++++ Dataset excerpts

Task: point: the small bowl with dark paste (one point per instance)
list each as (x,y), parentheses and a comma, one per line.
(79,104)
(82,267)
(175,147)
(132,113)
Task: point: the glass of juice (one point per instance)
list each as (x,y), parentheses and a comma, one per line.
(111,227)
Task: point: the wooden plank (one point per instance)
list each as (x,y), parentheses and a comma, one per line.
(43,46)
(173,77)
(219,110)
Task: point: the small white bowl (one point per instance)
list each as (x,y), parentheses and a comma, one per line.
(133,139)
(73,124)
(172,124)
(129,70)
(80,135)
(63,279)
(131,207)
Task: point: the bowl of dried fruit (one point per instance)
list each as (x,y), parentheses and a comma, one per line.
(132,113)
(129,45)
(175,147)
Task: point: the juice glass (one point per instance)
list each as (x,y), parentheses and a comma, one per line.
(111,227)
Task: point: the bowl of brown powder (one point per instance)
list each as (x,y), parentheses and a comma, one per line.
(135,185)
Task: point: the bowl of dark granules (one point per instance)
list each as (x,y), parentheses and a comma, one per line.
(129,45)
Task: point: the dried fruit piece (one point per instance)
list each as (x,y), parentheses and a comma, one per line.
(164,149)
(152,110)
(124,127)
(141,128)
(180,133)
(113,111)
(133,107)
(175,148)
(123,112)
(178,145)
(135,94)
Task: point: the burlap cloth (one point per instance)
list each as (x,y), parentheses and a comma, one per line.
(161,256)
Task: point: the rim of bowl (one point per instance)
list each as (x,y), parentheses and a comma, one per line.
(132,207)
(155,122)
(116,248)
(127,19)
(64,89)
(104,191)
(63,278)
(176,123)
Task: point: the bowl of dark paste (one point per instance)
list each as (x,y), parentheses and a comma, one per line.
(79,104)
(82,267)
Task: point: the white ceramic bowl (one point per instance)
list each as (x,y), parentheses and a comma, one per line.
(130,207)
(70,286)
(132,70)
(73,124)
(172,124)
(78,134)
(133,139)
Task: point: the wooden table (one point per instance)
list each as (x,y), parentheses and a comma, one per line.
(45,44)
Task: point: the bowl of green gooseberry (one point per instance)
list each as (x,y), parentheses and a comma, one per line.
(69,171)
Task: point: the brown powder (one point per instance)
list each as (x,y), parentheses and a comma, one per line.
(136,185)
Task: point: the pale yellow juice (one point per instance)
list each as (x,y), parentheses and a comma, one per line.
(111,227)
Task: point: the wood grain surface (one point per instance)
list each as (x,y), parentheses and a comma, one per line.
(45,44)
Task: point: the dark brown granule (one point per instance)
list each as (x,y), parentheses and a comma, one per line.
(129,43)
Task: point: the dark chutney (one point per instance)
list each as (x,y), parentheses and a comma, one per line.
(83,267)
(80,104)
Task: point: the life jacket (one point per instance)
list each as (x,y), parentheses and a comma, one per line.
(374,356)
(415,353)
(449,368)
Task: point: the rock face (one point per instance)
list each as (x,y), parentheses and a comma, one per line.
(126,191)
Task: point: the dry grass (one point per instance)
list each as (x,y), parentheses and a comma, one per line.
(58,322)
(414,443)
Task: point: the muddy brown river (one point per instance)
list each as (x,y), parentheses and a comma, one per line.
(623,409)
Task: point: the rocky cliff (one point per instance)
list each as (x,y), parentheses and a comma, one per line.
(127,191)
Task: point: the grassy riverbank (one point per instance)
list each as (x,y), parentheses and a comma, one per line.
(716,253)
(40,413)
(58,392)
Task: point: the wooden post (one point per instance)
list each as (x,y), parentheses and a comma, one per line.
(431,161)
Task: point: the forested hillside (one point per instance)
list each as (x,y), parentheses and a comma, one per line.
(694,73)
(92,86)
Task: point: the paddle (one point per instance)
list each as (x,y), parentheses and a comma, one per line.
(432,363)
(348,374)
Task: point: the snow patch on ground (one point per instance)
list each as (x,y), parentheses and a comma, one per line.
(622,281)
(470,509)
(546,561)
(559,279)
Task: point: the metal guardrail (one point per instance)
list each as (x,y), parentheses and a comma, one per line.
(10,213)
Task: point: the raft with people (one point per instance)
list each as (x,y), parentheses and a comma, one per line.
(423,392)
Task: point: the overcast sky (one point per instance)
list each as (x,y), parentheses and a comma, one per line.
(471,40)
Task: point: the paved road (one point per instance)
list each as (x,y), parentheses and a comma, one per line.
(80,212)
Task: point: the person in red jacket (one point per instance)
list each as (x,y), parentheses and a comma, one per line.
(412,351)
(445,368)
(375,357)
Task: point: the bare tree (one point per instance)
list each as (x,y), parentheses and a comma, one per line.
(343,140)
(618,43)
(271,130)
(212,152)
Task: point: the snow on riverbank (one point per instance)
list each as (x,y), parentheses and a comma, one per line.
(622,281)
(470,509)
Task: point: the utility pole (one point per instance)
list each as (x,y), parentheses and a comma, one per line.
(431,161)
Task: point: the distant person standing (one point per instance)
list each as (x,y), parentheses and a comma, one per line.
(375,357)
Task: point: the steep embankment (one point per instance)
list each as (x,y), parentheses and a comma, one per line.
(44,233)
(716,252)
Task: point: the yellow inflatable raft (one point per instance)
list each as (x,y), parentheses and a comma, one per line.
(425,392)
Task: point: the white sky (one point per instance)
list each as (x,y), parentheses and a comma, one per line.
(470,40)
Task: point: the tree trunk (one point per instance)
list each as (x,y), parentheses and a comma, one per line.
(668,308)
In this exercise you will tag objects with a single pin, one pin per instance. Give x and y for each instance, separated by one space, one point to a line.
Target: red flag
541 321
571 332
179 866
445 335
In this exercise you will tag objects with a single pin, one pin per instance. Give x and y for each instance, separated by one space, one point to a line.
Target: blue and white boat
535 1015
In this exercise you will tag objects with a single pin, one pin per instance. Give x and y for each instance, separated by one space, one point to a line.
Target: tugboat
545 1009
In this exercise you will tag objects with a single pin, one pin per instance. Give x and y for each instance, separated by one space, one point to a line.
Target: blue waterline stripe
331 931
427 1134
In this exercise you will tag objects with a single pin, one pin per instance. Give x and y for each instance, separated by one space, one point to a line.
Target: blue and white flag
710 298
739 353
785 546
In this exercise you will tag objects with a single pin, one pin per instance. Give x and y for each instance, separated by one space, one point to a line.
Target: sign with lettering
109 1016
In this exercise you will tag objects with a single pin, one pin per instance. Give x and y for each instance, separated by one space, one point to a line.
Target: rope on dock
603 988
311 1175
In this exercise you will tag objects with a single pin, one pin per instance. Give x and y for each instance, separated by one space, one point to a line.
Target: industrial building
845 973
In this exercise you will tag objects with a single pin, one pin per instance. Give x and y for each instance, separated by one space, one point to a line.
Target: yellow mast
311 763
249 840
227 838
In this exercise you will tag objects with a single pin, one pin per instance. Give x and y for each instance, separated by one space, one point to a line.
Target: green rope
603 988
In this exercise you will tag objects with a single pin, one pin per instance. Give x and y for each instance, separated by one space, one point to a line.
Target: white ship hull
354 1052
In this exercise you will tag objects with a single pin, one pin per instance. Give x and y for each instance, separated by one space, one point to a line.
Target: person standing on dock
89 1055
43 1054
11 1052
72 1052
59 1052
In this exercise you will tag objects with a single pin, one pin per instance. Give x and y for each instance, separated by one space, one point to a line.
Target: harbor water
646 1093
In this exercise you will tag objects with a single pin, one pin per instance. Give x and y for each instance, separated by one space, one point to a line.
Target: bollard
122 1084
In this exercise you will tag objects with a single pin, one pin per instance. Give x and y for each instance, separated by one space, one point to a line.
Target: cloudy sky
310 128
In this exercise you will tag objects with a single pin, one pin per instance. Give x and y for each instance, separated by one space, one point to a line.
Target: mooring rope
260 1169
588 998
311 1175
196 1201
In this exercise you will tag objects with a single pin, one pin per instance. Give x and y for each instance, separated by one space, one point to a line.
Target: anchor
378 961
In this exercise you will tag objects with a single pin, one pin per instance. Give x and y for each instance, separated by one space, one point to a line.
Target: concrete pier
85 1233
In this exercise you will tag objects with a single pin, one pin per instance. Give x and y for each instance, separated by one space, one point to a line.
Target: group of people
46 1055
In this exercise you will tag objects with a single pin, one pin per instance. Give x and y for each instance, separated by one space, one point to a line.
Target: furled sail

++++++++

* **Description of the task**
All that should appear in the response is the run of lines from the first line of the entries through the line containing "Task: point: the glass", copied exactly.

* **Output for this exercise**
Task: point: the small bowl with dark paste (one point per instance)
list each as (x,y), parentheses and a comma, one per line.
(79,104)
(82,267)
(175,147)
(132,113)
Task: point: the glass of juice (one point per instance)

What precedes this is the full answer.